→ **Image object location entries**
* * *
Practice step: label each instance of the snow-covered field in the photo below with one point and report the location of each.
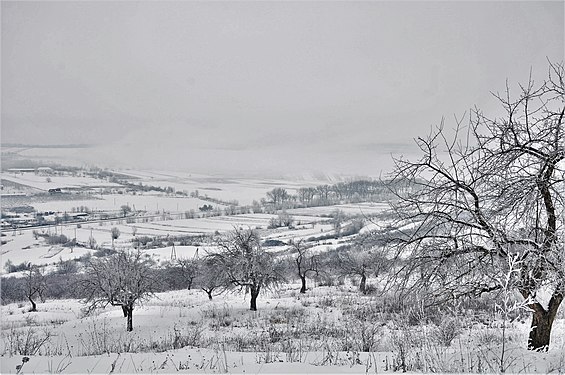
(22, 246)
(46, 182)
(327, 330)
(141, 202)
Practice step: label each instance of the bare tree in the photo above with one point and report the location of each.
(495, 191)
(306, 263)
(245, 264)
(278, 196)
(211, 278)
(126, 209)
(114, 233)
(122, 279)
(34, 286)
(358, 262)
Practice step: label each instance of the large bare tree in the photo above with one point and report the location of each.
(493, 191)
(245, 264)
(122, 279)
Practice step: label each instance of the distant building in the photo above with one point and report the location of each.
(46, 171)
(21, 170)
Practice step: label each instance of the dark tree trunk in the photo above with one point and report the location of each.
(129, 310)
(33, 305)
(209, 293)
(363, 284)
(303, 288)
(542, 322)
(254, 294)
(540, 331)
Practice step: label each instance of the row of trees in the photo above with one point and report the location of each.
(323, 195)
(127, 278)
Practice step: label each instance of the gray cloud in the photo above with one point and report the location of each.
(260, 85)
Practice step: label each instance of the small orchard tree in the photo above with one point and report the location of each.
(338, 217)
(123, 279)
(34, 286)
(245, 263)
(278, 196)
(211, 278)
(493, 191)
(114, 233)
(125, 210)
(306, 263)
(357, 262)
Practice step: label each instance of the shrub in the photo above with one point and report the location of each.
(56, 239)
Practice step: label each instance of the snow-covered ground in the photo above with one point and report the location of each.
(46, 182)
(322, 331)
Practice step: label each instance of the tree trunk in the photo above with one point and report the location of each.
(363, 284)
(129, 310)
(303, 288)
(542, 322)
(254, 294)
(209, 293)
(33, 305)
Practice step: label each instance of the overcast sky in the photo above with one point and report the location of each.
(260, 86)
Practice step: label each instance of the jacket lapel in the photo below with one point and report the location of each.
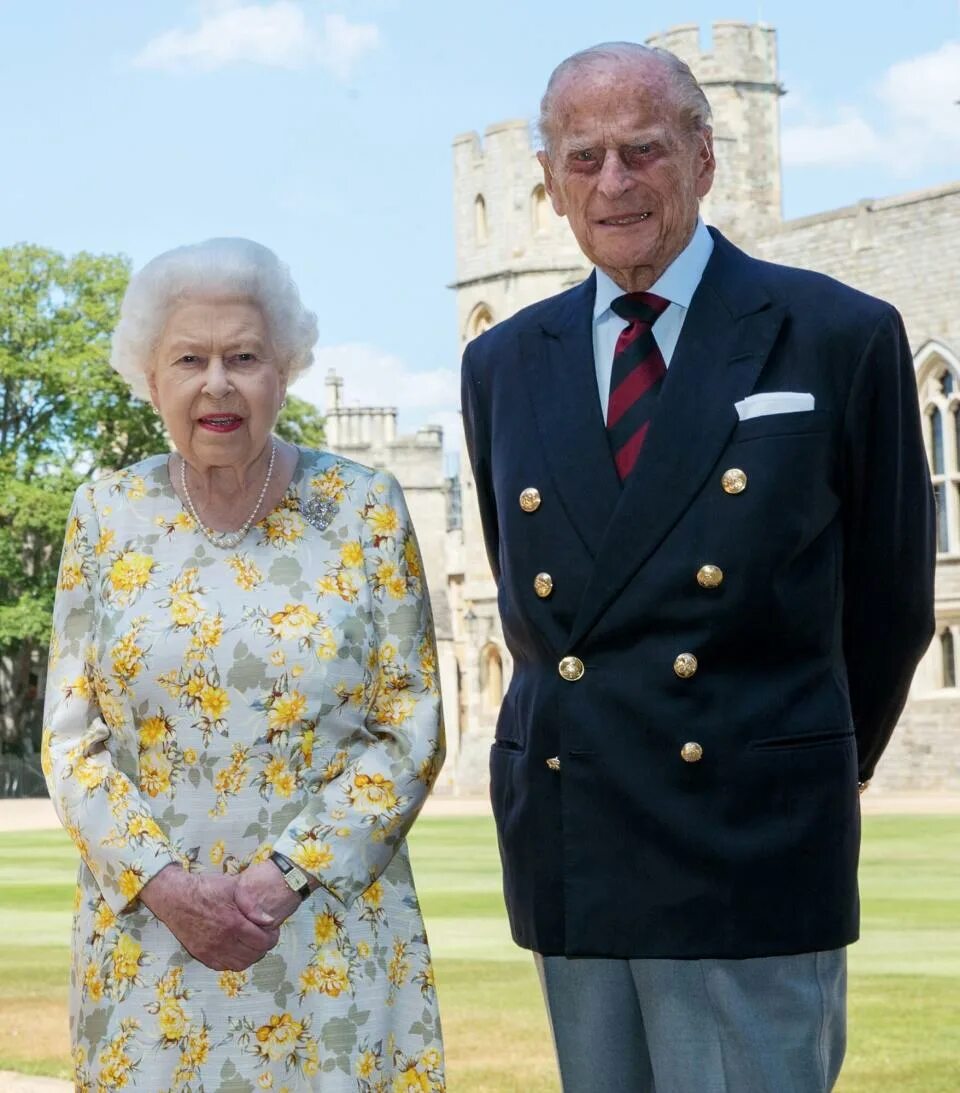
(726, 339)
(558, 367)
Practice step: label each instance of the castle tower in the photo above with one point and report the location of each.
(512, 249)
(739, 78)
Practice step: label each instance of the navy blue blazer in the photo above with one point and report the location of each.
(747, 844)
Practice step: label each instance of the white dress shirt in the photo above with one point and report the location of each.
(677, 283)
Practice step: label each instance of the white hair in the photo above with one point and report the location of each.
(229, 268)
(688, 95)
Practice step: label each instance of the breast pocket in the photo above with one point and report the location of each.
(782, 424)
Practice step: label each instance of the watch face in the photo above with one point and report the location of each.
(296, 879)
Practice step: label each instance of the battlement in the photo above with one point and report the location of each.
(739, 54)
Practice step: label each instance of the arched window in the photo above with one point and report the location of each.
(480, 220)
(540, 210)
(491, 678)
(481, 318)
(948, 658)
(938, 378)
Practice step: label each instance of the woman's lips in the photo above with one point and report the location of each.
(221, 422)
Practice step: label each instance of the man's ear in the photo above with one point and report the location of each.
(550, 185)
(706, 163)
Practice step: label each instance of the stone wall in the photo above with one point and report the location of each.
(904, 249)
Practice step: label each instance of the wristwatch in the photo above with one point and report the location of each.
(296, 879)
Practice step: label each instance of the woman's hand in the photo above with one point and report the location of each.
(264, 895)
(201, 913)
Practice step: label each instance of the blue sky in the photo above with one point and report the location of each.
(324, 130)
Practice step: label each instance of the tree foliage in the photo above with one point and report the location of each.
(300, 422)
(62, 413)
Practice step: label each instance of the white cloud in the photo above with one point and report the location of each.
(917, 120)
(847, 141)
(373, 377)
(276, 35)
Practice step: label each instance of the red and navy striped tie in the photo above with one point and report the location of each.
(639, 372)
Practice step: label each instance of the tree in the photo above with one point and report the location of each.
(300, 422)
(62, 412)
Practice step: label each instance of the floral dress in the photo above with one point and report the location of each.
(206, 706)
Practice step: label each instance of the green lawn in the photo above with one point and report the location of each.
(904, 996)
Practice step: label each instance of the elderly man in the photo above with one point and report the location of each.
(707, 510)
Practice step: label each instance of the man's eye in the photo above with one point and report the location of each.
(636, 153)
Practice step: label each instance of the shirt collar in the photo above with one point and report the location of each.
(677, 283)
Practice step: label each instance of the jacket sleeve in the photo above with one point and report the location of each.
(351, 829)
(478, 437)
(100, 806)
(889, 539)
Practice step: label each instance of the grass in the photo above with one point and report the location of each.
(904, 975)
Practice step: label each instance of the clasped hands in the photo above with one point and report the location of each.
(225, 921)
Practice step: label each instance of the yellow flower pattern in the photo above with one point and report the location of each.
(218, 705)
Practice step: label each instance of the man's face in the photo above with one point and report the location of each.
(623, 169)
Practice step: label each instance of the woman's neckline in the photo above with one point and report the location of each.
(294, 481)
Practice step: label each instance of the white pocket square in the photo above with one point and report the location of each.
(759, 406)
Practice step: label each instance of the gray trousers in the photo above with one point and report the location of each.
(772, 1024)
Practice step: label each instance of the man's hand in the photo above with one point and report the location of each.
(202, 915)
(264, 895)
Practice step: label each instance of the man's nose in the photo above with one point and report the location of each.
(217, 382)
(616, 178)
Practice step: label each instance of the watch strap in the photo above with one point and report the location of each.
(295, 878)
* * *
→ **Problem requirements**
Transcribe the records verbatim, from the line containing "Practice step: label each instance of the woman's neckline" through the end of the records.

→ **In response**
Practice step: label each instance of the woman's neckline in the photo above with one point and report the location of each.
(294, 481)
Practice step: label each instance of the white pocket square in the photo above with one point and report the location of each.
(759, 406)
Practice step: label each instance of the gray trousers in the photo above with one point and report the location of each.
(772, 1024)
Practice step: label each instance of the man's hand in the photo above with one point and report the location of each.
(202, 915)
(264, 895)
Practice step: label each instance of the man's nose in the photo above with one point and report the location of each.
(217, 382)
(616, 178)
Practice step: label each instance of the watch strap in the photo above with one point and report the location of each.
(295, 878)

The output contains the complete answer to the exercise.